* **Supplied text**:
····················

Material and Methods

Patients

All procedures were approved by the Oklahoma Medical Research Foundation (OMRF) Institutional Review Board. Serum samples from 235 pSjS patients and 50 verified controls from the Oklahoma Sjögren’s Syndrome Center of Research Translation (OSSCORT) were used for autoantibody analysis. The pSjS classification was based on the American European Consensus Group (AECG) criteria (9). Clinical laboratory data for age, anti-Ro60, anti-Ro52, anti-La, rheumatoid factor (RF), hypocomplementemia, hypergammaglobulinemia, ocular surface staining/van Bijsterveld (vB) scores, Schirmer’s test (mm/5 min), minor salivary gland biopsy, and whole unstimulated saliva flow (WUSF, ml/15 min) were obtained from the OSSCORT database. As described by Vitali et al (9), the most abnormal score from either eye was used for the analysis of dry eye (lowest score in the case of the Schirmer’s test and the highest for the vB score). The patient cohort and data collection methods have been described in detail previously (10). Serum samples from SLE patients used as positive controls were obtained from the OMRF Autoimmune Disease Institute Biorepository Core.

Autoantibody Analysis

35S-Methionine labeled full length TRIM38 protein (NM_006355, GeneCopoeia, Rockville, MD, USA) with no extraneous tags and TRIM21-GST protein (BC010861, DNASU/PSI:Biology-MR, Tempe, AZ, USA) were generated by using the TNT® Quick coupled transcription/translation system (Promega, Madison, WI, USA). Anti-TRIM38 reactivity was analyzed by a quantitative immunoprecipitation assay as described previously for anti-Ro52 (3). Antibody reactivity to TRIM38 was normalized against the positive control (set at 100 antibody units/ml). Mean + 2SD antibody units in the verified control sera (n=50) were used as the cut-off for anti-TRIM38 positivity.

Characterization of TRIM38 reactive antibodies

Different structural domains of TRIM21 and TRIM38 were PCR cloned in to the pT7-IRES Myc-N vector (TaKaRa Clontech, Mountain View, CA, USA) and then used for generating the in vitro transcribed, translated, and 35S-Met labeled proteins. Quantitative immunoprecipitation assay was used for the analysis of antibody reactivity. The amino acid boundaries for different domains of TRIM38 were: 16–129 (RING and B-box together), 133–238 (CortBP2) and 274–455 (B30.2/SPRY), and for TRIM21 they were 16–123 (RING and B-box together), 128–238 (Coiled coil) and 268–465 (B30.2/SPRY) (supplemental figure 1).

····················

* **Collected material**:
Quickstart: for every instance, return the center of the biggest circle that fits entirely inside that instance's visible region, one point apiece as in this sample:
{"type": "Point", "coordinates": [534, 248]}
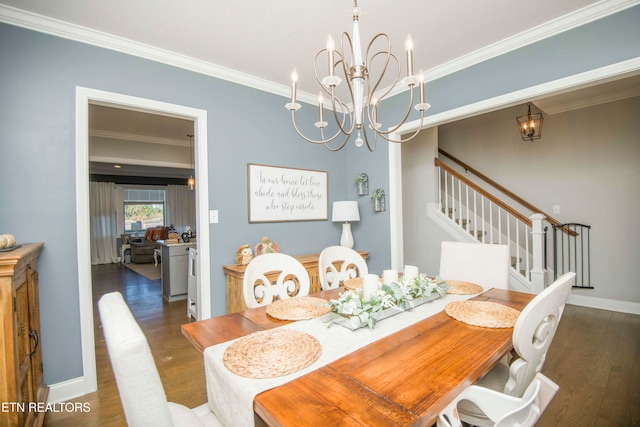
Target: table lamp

····················

* **Exercise**: Decide whether each statement agrees with the Material and Methods text, answering yes or no and quoting the deciding words of the Material and Methods text. 1. Serum from 235 pSjS patients and 50 verified controls was used for autoantibody analysis. 2. For the Schirmer’s test, the highest score from either eye was used. 3. In TRIM38, amino acids 133–238 form the coiled coil domain.

* **Response below**:
1. Yes: "Serum samples from 235 pSjS patients and 50 verified controls from the Oklahoma Sjögren’s Syndrome Center of Research Translation (OSSCORT) were used for autoantibody analysis."
2. No: "lowest score in the case of the Schirmer’s test and the highest for the vB score"
3. No: "133–238 (CortBP2)"